***** Supplied text *****
280. Memorandum From the Deputy Director for Plans, Central Intelligence Agency (Karamessines) to the Executive Director—Comptroller (Colby)1

SUBJECT

  • Presidential Letter

Dear Bill:

1.
I am delighted to see that you share my view that we need to get a Presidential letter to Ambassadors instructing them to give our representatives in the field greater support and to discontinue the practice (which some of the Ambassadors actively pursue) of actually placing [Page 636] unnecessary impediments in our way.2 I touched on this in talking to Ken Dam, I have briefed the PFIAB full secretariat along these lines, I have given Gordon Gray a specific suggestion along these lines, and I have mentioned it to the DCI whose reaction was that I was perhaps being overly optimistic. He certainly is in favor of a try.
2.
With respect to your draft, I really do not believe it serves the purpose. I am afraid that any Ambassador reading it would see it as a further order from the President to bear down on CIA and to call for more direct participation and control in what we do. I think much of the language in your draft would be useful in impressing Ambassadors with the importance of the collection of national intelligence, but I would be interested in seeing such a letter define more clearly the fact that much of our activity in many countries overseas is so-called “third country” operations. This could be spelled out in more definitive terms since I know at least two or three Ambassadors who would not understand it otherwise.
3.
***** Supplied data *****
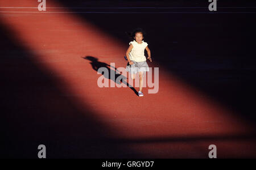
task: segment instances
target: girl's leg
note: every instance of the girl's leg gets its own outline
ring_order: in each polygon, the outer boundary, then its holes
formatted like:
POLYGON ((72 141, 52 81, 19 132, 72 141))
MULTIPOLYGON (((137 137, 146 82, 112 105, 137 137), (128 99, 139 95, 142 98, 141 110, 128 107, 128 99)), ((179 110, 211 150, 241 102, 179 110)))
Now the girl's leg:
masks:
POLYGON ((143 86, 143 72, 139 72, 139 91, 142 92, 142 87, 143 86))
POLYGON ((135 79, 135 74, 131 74, 131 78, 133 80, 135 79))

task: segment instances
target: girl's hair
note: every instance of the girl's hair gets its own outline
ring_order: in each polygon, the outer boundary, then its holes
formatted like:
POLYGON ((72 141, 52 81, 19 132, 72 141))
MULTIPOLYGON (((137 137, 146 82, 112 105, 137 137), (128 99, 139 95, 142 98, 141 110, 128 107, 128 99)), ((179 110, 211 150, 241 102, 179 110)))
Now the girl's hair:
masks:
POLYGON ((143 37, 146 36, 146 32, 141 28, 138 28, 134 29, 133 32, 126 32, 126 35, 129 37, 131 40, 134 40, 134 37, 137 33, 140 32, 142 33, 143 37))

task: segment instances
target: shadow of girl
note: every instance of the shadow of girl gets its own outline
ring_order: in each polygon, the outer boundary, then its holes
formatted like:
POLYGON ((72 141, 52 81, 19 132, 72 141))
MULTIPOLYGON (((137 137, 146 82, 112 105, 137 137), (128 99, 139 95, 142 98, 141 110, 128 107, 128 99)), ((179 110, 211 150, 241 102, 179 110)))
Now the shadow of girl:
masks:
POLYGON ((86 56, 83 57, 83 58, 90 61, 91 62, 90 62, 90 63, 92 65, 93 69, 99 73, 100 74, 103 75, 105 78, 109 79, 118 84, 121 84, 121 83, 125 84, 131 90, 133 90, 137 95, 138 95, 138 92, 134 88, 134 87, 133 87, 127 82, 127 77, 121 74, 122 74, 122 73, 120 73, 115 67, 107 64, 106 63, 100 62, 98 61, 97 58, 94 57, 86 56), (111 69, 111 67, 112 67, 114 70, 111 69), (108 71, 108 74, 105 74, 104 71, 99 71, 98 70, 100 68, 104 68, 105 69, 107 69, 107 70, 108 71), (114 75, 114 76, 111 76, 112 75, 114 75))

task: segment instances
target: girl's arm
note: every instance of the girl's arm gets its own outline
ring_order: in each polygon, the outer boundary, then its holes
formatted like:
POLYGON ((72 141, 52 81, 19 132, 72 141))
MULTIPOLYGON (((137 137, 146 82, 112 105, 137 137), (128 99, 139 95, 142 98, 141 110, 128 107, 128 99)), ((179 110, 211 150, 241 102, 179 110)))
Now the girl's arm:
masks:
POLYGON ((150 50, 149 49, 148 47, 147 47, 147 46, 146 47, 146 50, 147 50, 147 56, 148 56, 147 57, 147 59, 148 59, 150 62, 152 62, 151 54, 150 53, 150 50))
MULTIPOLYGON (((126 57, 127 59, 128 60, 128 62, 129 62, 129 63, 131 62, 131 60, 130 60, 130 57, 129 57, 129 53, 131 52, 131 49, 133 48, 133 44, 131 44, 131 45, 130 45, 129 47, 128 48, 128 49, 126 51, 126 53, 125 53, 125 54, 126 55, 126 57)), ((133 64, 133 63, 132 63, 131 64, 130 63, 130 65, 133 64)))

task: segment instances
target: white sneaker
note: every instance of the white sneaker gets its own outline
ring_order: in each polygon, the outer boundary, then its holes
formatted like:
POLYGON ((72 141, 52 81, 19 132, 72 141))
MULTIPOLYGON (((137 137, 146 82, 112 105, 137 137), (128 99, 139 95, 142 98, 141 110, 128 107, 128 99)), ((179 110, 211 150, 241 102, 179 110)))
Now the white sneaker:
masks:
POLYGON ((141 91, 139 91, 139 92, 138 93, 138 95, 139 95, 139 97, 142 97, 143 95, 143 94, 142 93, 142 92, 141 91))

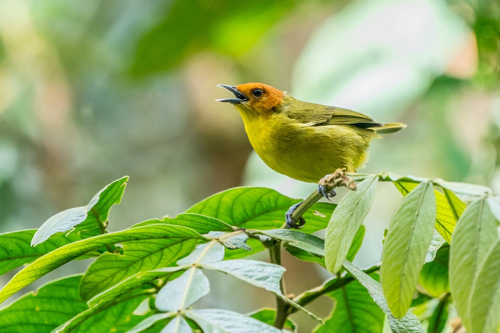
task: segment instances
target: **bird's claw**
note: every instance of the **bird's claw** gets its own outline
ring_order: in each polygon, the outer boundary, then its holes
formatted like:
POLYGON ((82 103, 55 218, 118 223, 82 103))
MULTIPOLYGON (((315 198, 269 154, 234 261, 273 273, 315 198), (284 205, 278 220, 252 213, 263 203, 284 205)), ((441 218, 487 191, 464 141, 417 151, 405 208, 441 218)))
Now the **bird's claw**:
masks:
POLYGON ((286 225, 288 226, 288 228, 291 229, 301 229, 304 227, 304 225, 306 224, 306 220, 302 216, 299 218, 298 221, 296 221, 294 220, 292 216, 294 214, 294 212, 296 210, 299 206, 300 205, 303 201, 301 201, 298 203, 292 206, 288 210, 288 211, 284 214, 285 217, 285 222, 286 223, 286 225))
POLYGON ((318 193, 321 194, 328 200, 330 200, 330 198, 333 198, 337 195, 337 192, 335 192, 335 189, 334 189, 331 191, 328 191, 324 186, 322 185, 318 186, 318 193))

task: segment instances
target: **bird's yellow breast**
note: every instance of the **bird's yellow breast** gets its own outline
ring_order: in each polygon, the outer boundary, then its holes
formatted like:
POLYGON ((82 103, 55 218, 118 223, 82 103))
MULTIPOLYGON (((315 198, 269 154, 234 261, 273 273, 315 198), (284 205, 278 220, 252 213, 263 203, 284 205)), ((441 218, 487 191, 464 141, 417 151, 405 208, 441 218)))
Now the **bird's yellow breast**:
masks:
POLYGON ((317 182, 338 168, 354 172, 366 159, 372 131, 348 125, 308 126, 282 113, 256 114, 238 107, 254 149, 270 168, 317 182))

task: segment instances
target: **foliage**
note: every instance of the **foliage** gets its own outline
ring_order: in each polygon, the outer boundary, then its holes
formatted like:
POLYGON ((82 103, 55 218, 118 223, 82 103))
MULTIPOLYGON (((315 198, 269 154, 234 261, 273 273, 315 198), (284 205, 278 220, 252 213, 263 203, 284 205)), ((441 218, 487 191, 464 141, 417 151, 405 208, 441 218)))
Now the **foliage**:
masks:
POLYGON ((108 232, 110 211, 128 180, 120 178, 86 206, 56 214, 36 232, 0 235, 2 273, 26 265, 0 291, 0 302, 72 260, 95 259, 83 275, 50 282, 8 304, 0 310, 0 330, 296 332, 289 316, 303 311, 318 321, 316 332, 434 332, 449 326, 450 307, 468 332, 500 327, 498 197, 486 188, 439 179, 352 177, 358 190, 338 205, 315 204, 300 231, 280 228, 284 213, 297 200, 267 188, 242 187, 175 217, 108 232), (381 263, 362 270, 351 262, 378 181, 392 182, 404 197, 387 230, 381 263), (457 193, 474 199, 466 206, 457 193), (325 229, 324 240, 312 234, 325 229), (286 296, 282 247, 298 260, 326 267, 332 278, 286 296), (272 262, 244 259, 264 249, 272 262), (243 315, 200 309, 196 303, 210 292, 208 271, 272 294, 277 310, 243 315), (336 301, 328 318, 304 308, 320 297, 336 301))

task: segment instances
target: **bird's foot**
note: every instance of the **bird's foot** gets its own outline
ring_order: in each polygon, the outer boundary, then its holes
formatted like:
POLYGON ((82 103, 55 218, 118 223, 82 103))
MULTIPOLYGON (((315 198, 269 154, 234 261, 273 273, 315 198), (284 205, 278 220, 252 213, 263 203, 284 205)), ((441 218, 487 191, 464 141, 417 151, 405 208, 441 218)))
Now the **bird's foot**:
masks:
POLYGON ((331 190, 327 190, 326 188, 323 185, 318 185, 318 193, 321 194, 328 200, 330 200, 330 198, 333 198, 337 195, 337 192, 335 192, 335 189, 333 189, 331 190))
POLYGON ((302 216, 299 218, 298 221, 294 220, 294 218, 292 217, 294 214, 294 212, 297 209, 302 202, 304 201, 300 201, 298 203, 290 207, 288 211, 284 214, 285 222, 286 223, 286 225, 290 229, 300 229, 304 228, 304 225, 306 224, 306 220, 302 216))

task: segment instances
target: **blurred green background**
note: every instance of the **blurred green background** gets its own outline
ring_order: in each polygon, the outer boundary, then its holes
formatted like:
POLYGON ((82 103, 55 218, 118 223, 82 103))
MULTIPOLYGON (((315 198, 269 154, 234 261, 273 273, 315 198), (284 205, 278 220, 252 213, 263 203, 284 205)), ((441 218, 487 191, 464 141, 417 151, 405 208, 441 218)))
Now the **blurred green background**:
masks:
MULTIPOLYGON (((498 191, 499 35, 495 0, 0 0, 0 232, 125 175, 111 230, 241 185, 308 195, 252 153, 238 113, 214 100, 229 97, 220 83, 407 124, 373 142, 361 172, 498 191)), ((380 187, 362 266, 380 260, 400 200, 380 187)), ((306 269, 290 260, 290 276, 306 269)))

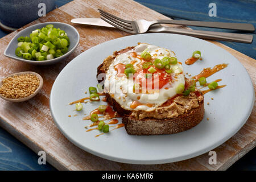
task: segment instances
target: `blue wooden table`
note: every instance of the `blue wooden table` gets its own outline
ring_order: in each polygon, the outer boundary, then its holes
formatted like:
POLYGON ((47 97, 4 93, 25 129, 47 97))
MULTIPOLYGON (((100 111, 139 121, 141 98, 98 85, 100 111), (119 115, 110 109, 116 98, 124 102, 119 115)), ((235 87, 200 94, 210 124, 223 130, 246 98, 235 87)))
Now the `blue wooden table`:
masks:
MULTIPOLYGON (((56 0, 60 7, 71 0, 56 0)), ((175 19, 250 23, 256 27, 256 1, 180 1, 136 0, 138 2, 175 19), (217 6, 217 16, 210 17, 210 3, 217 6)), ((192 27, 195 30, 210 28, 192 27)), ((212 30, 213 29, 212 29, 212 30)), ((236 32, 214 29, 214 31, 236 32)), ((0 38, 7 33, 0 30, 0 38)), ((256 37, 251 44, 220 42, 237 51, 256 59, 256 37)), ((0 121, 1 122, 1 121, 0 121)), ((39 165, 39 156, 0 127, 0 170, 56 170, 49 164, 39 165)), ((229 170, 256 170, 256 148, 253 149, 233 165, 229 170)))

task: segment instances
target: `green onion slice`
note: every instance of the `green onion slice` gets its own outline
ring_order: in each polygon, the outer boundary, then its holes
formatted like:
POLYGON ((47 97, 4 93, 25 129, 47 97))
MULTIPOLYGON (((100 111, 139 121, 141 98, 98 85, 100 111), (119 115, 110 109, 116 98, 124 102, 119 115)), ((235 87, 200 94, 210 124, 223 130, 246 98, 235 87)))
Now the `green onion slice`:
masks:
POLYGON ((90 115, 90 121, 92 122, 96 122, 98 120, 98 114, 93 113, 90 115))
POLYGON ((98 129, 101 130, 102 129, 103 126, 105 125, 105 122, 103 121, 100 121, 98 124, 98 129))
POLYGON ((97 92, 97 89, 95 87, 90 86, 89 88, 89 92, 90 93, 90 94, 96 93, 97 92))
POLYGON ((125 68, 133 68, 133 64, 127 64, 125 65, 125 68))
POLYGON ((146 62, 142 64, 142 68, 143 68, 143 69, 147 69, 148 68, 149 66, 151 65, 152 65, 152 63, 151 62, 146 62))
POLYGON ((172 69, 165 69, 164 71, 167 73, 172 73, 172 69))
POLYGON ((90 95, 91 101, 100 101, 100 96, 97 93, 92 93, 90 95))
POLYGON ((192 56, 194 58, 200 58, 201 57, 201 52, 199 51, 193 52, 192 56))
POLYGON ((161 63, 164 66, 168 65, 170 64, 170 59, 168 57, 164 57, 161 60, 161 63))
POLYGON ((205 77, 201 77, 198 80, 200 85, 204 85, 206 83, 206 78, 205 77))
POLYGON ((161 63, 157 63, 157 64, 155 64, 155 65, 157 68, 160 69, 163 69, 164 67, 161 63))
POLYGON ((81 110, 82 109, 82 105, 80 102, 76 104, 76 110, 79 111, 81 110))

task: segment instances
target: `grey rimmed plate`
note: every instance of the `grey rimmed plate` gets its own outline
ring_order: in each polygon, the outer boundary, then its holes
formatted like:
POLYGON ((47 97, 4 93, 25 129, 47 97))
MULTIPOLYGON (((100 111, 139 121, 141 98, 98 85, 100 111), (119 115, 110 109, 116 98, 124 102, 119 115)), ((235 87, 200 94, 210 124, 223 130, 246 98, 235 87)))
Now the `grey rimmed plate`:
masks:
MULTIPOLYGON (((50 107, 56 124, 62 133, 81 148, 100 157, 126 163, 152 164, 174 162, 205 153, 234 135, 247 119, 254 103, 250 77, 233 55, 208 42, 190 36, 171 34, 140 34, 118 38, 96 46, 70 62, 55 80, 51 93, 50 107), (185 72, 199 74, 203 68, 221 63, 227 68, 207 78, 208 82, 222 78, 224 88, 205 95, 205 117, 196 127, 175 134, 129 135, 124 127, 95 138, 100 131, 85 132, 92 123, 82 121, 84 114, 105 102, 84 104, 81 112, 74 111, 71 101, 86 97, 85 91, 95 86, 97 67, 113 53, 138 42, 146 42, 174 51, 183 63, 185 72), (196 50, 203 60, 191 65, 184 61, 196 50), (214 100, 210 99, 214 98, 214 100), (208 105, 207 102, 209 102, 208 105), (77 117, 73 117, 77 114, 77 117), (68 115, 72 115, 68 117, 68 115), (207 118, 209 120, 207 121, 207 118)), ((121 119, 119 119, 121 122, 121 119)), ((208 159, 207 159, 208 160, 208 159)))
POLYGON ((9 43, 6 49, 5 49, 3 54, 7 57, 32 64, 49 65, 60 61, 61 60, 63 60, 67 56, 68 56, 75 51, 76 48, 77 47, 79 43, 79 39, 80 36, 77 30, 70 24, 60 22, 40 23, 31 26, 19 32, 13 38, 13 39, 11 39, 11 42, 9 43), (44 27, 48 24, 52 24, 55 28, 60 28, 61 30, 65 31, 65 32, 68 34, 68 36, 69 37, 70 40, 70 45, 68 47, 68 52, 64 55, 59 57, 44 61, 27 60, 26 59, 23 59, 22 57, 16 56, 15 49, 18 47, 17 44, 18 43, 17 41, 17 39, 21 36, 23 36, 24 37, 26 36, 29 36, 30 34, 32 32, 32 31, 38 28, 42 28, 43 27, 44 27))

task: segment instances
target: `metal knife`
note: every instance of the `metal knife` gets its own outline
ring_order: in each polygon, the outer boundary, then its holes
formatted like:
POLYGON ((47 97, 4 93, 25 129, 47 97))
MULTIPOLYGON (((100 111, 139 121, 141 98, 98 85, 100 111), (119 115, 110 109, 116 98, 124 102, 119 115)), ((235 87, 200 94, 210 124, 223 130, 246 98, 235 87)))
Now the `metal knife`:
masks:
MULTIPOLYGON (((115 28, 115 27, 100 18, 76 18, 72 19, 71 22, 79 24, 107 27, 115 28)), ((201 39, 237 42, 249 44, 251 43, 253 39, 253 36, 252 35, 247 34, 171 28, 163 26, 159 24, 152 26, 149 28, 148 32, 172 33, 185 35, 201 39)))

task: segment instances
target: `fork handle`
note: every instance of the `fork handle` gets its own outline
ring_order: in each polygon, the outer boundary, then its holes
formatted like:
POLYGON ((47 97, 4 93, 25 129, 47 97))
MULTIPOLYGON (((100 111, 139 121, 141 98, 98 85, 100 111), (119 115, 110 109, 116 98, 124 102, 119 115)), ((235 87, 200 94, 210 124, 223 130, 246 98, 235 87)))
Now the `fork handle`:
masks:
*****
* [Directive 1]: In the CIA memorandum on the Presidential letter, how did the DCI react when the idea was mentioned to him?
* [Directive 2]: Write the next part of the CIA memorandum on the Presidential letter to Ambassadors, picking up after its final shown line.

* [Written answer 1]: He thought the writer was perhaps being overly optimistic, though he favored making a try.

* [Written answer 2]:
I have taken another look at the roger channel message which went out on December 17, 1969 as a Top Secret supplement3 to the President’s letter to Ambassadors of December 9, 1969. That message was the best we could get from the Department at the time. What we need now, I believe, is a shorter, simpler Presidential communication which stresses the importance of national intelligence collection, makes clear that the President must look primarily to the Director of Central Intelligence and his overseas representatives for this intelligence, and reminds Ambassadors that their full support and that of their missions is essential to the accomplishment of this national task. The one specific item which should be covered would be the “third country” operational item mentioned above. Normally, Ambassadors are quite content with our internal operations which support their local interests but take a dim view of our maintaining additional personnel in order to do our counter-intelligence work and our Soviet, ChiCom, Satellite and related activities both within and beyond the host country. This is the area on which the State Department has been zeroing in in an effort to get us to lay it all out in black and white and in great detail for the Ambassadors. I do not believe that it would serve our best interests to accede to this kind of enlargement of State and Ambassadorial direct interest in the details of our operational activities.
4.
We made a copy of your draft letter and will see if we can come up with something that incorporates some of the thrust of your proposal as well as some of the thrust of my augmentation above.

Tom
  1. Source: Central Intelligence Agency, Executive Registry Files, Job 80–M00165A, Box 21, Folder 446, State/Letters to All Ambassadors. Secret.
  2. In an August 8 memorandum to Karamessines, Colby reported that he suggested to Helms “the possibility of a Presidential letter to Ambassadors to obtain their full support of the intelligence effort,” and Helms “indicated interest in the idea.” (Ibid.) Colby attached a draft of the letter, which he viewed as a counterpart to President Nixon’s December 9, 1969, letter to Ambassadors (Document 310).
  3. Document 311.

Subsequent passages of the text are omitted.